§ **Input data**:
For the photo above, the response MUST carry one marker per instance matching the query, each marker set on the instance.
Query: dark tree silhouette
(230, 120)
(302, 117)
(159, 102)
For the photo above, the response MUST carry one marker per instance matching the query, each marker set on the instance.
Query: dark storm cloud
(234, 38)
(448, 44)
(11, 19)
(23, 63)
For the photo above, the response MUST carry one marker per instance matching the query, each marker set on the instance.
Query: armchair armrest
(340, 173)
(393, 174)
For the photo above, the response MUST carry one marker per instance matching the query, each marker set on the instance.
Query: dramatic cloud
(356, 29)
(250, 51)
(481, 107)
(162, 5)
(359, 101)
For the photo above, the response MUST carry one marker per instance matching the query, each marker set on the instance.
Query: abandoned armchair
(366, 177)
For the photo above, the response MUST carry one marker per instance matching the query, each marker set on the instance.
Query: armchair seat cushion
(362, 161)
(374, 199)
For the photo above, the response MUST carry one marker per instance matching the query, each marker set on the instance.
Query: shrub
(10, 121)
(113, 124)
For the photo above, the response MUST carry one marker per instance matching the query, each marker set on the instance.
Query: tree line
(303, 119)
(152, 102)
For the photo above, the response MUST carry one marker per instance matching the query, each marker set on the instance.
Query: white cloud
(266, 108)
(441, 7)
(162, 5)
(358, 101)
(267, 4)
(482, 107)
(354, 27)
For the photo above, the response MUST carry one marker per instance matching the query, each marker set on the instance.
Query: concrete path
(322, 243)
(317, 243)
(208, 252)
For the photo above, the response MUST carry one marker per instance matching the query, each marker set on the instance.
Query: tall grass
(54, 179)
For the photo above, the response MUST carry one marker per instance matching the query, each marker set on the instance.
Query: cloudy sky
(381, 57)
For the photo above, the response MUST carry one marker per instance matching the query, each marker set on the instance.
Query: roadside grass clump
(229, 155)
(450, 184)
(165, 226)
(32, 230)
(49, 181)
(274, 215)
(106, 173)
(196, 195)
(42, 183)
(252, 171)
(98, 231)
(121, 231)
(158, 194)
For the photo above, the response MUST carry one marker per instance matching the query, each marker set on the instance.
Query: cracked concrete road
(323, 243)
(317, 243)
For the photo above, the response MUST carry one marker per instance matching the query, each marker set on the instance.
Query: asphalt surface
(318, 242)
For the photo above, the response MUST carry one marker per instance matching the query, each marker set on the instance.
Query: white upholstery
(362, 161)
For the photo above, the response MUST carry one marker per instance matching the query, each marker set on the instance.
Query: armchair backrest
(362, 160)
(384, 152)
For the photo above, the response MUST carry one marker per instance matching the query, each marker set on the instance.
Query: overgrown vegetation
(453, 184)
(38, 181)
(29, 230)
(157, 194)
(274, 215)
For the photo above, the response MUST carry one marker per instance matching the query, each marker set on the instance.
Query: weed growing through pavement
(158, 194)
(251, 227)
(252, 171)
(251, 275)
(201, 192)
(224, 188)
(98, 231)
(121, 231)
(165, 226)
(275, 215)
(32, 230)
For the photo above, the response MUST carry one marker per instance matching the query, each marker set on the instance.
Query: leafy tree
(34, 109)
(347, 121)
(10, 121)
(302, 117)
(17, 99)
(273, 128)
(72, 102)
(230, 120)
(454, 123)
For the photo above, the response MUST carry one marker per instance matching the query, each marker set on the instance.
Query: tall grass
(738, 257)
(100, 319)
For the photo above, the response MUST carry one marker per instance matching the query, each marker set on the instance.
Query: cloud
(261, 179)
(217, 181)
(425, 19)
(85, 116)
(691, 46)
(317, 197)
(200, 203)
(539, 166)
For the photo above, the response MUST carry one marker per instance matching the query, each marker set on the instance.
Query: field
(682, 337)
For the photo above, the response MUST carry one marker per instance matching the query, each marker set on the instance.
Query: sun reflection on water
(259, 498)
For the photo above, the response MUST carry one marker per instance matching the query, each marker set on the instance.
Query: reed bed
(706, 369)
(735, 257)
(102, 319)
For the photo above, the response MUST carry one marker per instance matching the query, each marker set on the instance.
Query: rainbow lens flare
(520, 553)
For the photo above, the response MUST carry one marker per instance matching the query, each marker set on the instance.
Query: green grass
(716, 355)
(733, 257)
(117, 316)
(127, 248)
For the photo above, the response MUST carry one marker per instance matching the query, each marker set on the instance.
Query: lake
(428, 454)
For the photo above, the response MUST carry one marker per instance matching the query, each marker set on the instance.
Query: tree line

§ **Directions**:
Without omitting anything, output the entries exactly.

§ **Solution to this problem**:
For the photo above, the response MUST carry one marker per instance matching the query, each marker set on the instance.
Query: dark tree silhouette
(230, 120)
(302, 117)
(159, 102)
For the photo above, the response MUST carry one marker per instance matching the query, each marker set on the instance.
Query: dark storm cloud
(234, 38)
(448, 44)
(11, 19)
(23, 63)
For the photo above, the response MUST carry one marker per instance matching the query, each marker set on the instance.
Query: armchair armrest
(340, 173)
(393, 174)
For the photo above, the response MUST carry one marker per instance matching the query, each marker set on the instance.
Query: dramatic cloud
(356, 29)
(250, 51)
(481, 107)
(162, 5)
(359, 101)
For the photo above, the response MUST carry one marker per instance matching the query, each marker set on the instance.
Query: abandoned armchair
(366, 177)
For the photo above, the response MUST carry one marker per instance matching the query, each marker set on the instance.
Query: armchair seat cushion
(362, 161)
(374, 199)
For the photo above, the response MUST carry one marker per instance matching the query, each marker set on the instance.
Query: shrub
(10, 121)
(113, 124)
For the photo above, the response MUST carry one marker per instance matching the query, each marker set on the instance.
Query: tree line
(303, 119)
(152, 102)
For the photo above, the response MUST carry one marker per instance matching the query, each marker set on the instance.
Query: white cloud
(266, 108)
(441, 7)
(162, 5)
(358, 101)
(267, 4)
(482, 107)
(354, 27)
For the photo above, the response MUST carry one marker per instance matching the query, each marker set on the instance.
Query: concrete path
(322, 243)
(317, 243)
(208, 252)
For the photo above, the response MUST carry one marker per instance matching the query, each marker set on the instance.
Query: tall grass
(54, 179)
For the photo above, the response MUST carry one marker per instance matching the query, each marker set on the instance.
Query: cloudy sky
(381, 57)
For the photo above, the response MUST carry one marker per instance matching the query, each marker set on the instance.
Query: roadside grass clump
(229, 155)
(450, 184)
(165, 226)
(32, 230)
(49, 181)
(274, 215)
(106, 173)
(196, 195)
(42, 183)
(252, 171)
(98, 231)
(121, 231)
(158, 194)
For the photo above, the response MUST carry one marker per instance matching the query, each marker set on the instance.
Query: cracked concrete road
(323, 243)
(317, 243)
For the photo above, the response MUST carry one marker per instance matching the query, each marker set on the instance.
Query: asphalt surface
(318, 242)
For the photo above, the response MUST carry one marker per instance matching the query, each marker set on the instance.
Query: white upholstery
(362, 161)
For the photo above, the response MUST carry one marker per instance matching the query, each marker set on the instance.
Query: armchair backrest
(362, 160)
(384, 152)
For the photo above, the response MUST carry one marker per instance matching the query, each marker set on the instance.
Query: overgrown vegetation
(453, 184)
(38, 181)
(29, 230)
(157, 194)
(274, 215)
For the photo above, the response MUST carry one marker per instance matching the query, each marker set on the instance.
Query: weed growing through pavement
(158, 194)
(251, 227)
(252, 171)
(251, 275)
(201, 192)
(224, 188)
(98, 231)
(121, 231)
(165, 226)
(275, 215)
(32, 230)
For the photo above, the response MUST carry one marker per instance matching the query, each marker set on the instance.
Query: leafy tree
(34, 109)
(347, 121)
(10, 121)
(302, 117)
(17, 99)
(273, 128)
(72, 102)
(230, 120)
(454, 123)
For the photo above, the response MUST carry one marker per instance matching the query, each marker set on the instance.
Query: tall grass
(738, 257)
(100, 319)
For the photo above, the response MUST carry one marker per instance matching the query, each marker set on the instance.
Query: cloud
(261, 179)
(217, 181)
(425, 19)
(85, 116)
(691, 46)
(317, 197)
(200, 203)
(539, 166)
For the photo above, the response MUST carry one marker per instance matching the query, each marker set on the instance.
Query: field
(682, 337)
For the photo above, the response MUST carry one marker per instance matching the query, each marker set on the instance.
Query: sun reflection on water
(259, 498)
For the photo above, the response MUST carry one marker per instance matching the query, each marker set on the instance.
Query: reed bed
(706, 369)
(735, 257)
(102, 319)
For the photo above, the response MUST carry one marker per instance matching the query, each marker set on the instance.
Query: rainbow lens flare
(520, 553)
For the photo above, the response MUST carry one marker per instance matching the query, each marker set on the instance.
Query: green grass
(716, 355)
(733, 257)
(117, 316)
(127, 248)
For the photo above, the response MUST carry one marker per instance matching the query, each marker set on the instance.
Query: lake
(428, 454)
For the photo above, the response MUST carry one marker per instance matching the query, each marker set on the instance.
Query: tree line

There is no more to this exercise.